* Begin Extract provided *

Of course, seven decades of automobile development change matters. Here are tidbits from that road test, identified as F-9-52, the magazine’s ninth foreign car to be tested that year.
Light as a Feather. “The Volkswagen,” the magazine said, “is what would be called a ‘light steerer,’ with very little ‘road feel.’ Road shock is not transmitted thru the steering wheel to the driver. The steering was deliberately designed to have a certain amount of play to relieve driver tension.”
Cruise Effortlessly All Day Long at Top Speed. Delivering the test car, John von Neumann of Competition Motors, North Hollywood, told the test crew “cruise it flat-out if you want to, it won’t hurt the car any.” He probably didn’t mention that flat-out for the Volkswagen was 66.6 mph, by far the slowest of the foreign contingent in 1952.
The nine foreign cars tested that year topped out at an average 90 mph (with three over the century: the Jaguar Mk VII sedan’s and Porsche 356’s 105 mph; the Ferrari 212’s 123 mph.) The five domestic cars averaged 88 mph (helped by the Hudson Hornet’s 98 mph).

* End Extract provided *
* Begin Data *

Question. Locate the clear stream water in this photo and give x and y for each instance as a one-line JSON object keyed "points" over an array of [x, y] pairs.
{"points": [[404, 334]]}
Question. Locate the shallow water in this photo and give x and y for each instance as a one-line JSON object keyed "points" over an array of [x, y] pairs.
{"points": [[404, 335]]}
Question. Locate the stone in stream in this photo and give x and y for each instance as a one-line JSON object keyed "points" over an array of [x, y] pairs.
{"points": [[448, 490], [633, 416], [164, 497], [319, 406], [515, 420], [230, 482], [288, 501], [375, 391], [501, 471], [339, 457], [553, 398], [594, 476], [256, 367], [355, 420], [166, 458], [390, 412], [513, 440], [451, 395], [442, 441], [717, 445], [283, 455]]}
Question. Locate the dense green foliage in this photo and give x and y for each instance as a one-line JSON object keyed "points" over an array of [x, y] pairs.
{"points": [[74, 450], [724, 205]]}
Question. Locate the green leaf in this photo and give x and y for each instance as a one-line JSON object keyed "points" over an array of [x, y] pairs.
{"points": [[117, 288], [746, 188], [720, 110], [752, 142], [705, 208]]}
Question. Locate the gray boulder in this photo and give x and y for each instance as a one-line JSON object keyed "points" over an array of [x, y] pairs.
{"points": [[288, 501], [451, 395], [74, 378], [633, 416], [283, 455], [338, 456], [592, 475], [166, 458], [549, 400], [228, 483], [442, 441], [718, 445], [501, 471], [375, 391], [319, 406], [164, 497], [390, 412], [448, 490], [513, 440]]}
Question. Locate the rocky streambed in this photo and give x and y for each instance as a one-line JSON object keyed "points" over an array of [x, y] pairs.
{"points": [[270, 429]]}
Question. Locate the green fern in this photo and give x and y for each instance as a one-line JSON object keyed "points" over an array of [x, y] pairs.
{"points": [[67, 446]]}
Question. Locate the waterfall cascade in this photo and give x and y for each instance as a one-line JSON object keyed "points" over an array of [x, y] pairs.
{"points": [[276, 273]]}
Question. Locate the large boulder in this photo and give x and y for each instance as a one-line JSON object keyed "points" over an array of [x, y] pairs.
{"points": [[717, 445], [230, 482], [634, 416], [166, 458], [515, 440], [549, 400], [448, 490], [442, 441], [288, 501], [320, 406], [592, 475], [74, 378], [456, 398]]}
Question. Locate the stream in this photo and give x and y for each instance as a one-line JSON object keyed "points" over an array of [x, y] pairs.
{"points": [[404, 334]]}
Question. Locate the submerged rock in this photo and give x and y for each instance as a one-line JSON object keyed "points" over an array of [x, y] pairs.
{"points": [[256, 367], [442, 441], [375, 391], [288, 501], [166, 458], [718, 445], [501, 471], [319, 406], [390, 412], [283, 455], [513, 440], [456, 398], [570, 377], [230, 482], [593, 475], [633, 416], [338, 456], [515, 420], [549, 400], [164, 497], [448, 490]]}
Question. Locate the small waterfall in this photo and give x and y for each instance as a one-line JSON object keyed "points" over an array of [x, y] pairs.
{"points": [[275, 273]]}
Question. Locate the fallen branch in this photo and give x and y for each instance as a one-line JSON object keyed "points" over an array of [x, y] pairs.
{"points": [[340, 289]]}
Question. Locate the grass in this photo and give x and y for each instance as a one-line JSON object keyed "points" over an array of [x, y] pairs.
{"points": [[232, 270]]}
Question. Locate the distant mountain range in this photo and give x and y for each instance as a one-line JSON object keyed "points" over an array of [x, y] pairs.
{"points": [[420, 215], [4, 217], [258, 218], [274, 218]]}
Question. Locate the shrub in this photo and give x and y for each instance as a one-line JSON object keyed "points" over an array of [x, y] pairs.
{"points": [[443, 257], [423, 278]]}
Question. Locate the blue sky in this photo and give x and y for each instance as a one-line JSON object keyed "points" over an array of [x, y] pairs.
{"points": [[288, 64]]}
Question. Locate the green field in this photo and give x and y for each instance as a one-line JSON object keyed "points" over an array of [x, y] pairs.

* End Data *

- [Given request A]:
Reproduce the Volkswagen road-test excerpt starting with "Of course, seven" and going on through "tested that year.", swapping "tidbits" for "excerpts".
- [Given request B]:
According to the Volkswagen road-test excerpt, what was the car's flat-out speed?
- [Given request C]:
Go on with the Volkswagen road-test excerpt from the point where it stops.

- [Exercise result A]:
Of course, seven decades of automobile development change matters. Here are excerpts from that road test, identified as F-9-52, the magazine’s ninth foreign car to be tested that year.

- [Exercise result B]:
66.6 mph

- [Exercise result C]:
“Considering its 25 horsepower,” the magazine wrote, “one would naturally assume that the big, powerful American sedans would run away and leave the Deutschlander when the lights turn green—but such is not the case. A quick windup in first gear, a double-clutch into second (allowing the speedometer needle to nearly approach the 35 mph redline) and the driver finds himself dropping into third with ample space between himself and following traffic. Of course, this is in normal traffic, because any of the Olds-Cadillac-Chrysler ilk may, if they try, show their heels to the VW.”
The Magazine’s Experience: “The car was pounded unmercifully thru traffic and absolutely floor-boarded on the open road. At no time was there any sign of distress…. In open country a 60 mph average was possible to maintain.”
The magazine noted, “Side-winds, too, had a slowing effect on the VW (as they do on any car). Had the air been dead still, instead of moving slightly across the strip, it is probably that the Volkswagen would have traveled 2 or 3 mph faster.”
Notes and Comments: “Service attendants admired the big (3 in.) fuel tank filler cap (under the hood) which made their work easier. Instrument panel rather sparsely populated… large clock, speedometer, and that’s all. The rest is indicated by lights: generator, oil, etc. The absence of a trip meter was annoying.”
Early VWs didn’t have a fuel gauge either until 1961. There was a Reserve petcock and that oversize filler allowed easy use of a calibrated fuel dip stick.
Yet Another Note on Floor-boarding. “On the highway,” the magazine noted, “cruising with the throttle floor-boarded, the car seemed perfectly safe… good brakes (4 wheel hydraulic) with fairly high pedal pressure… and the VW wants to go right where you point it.”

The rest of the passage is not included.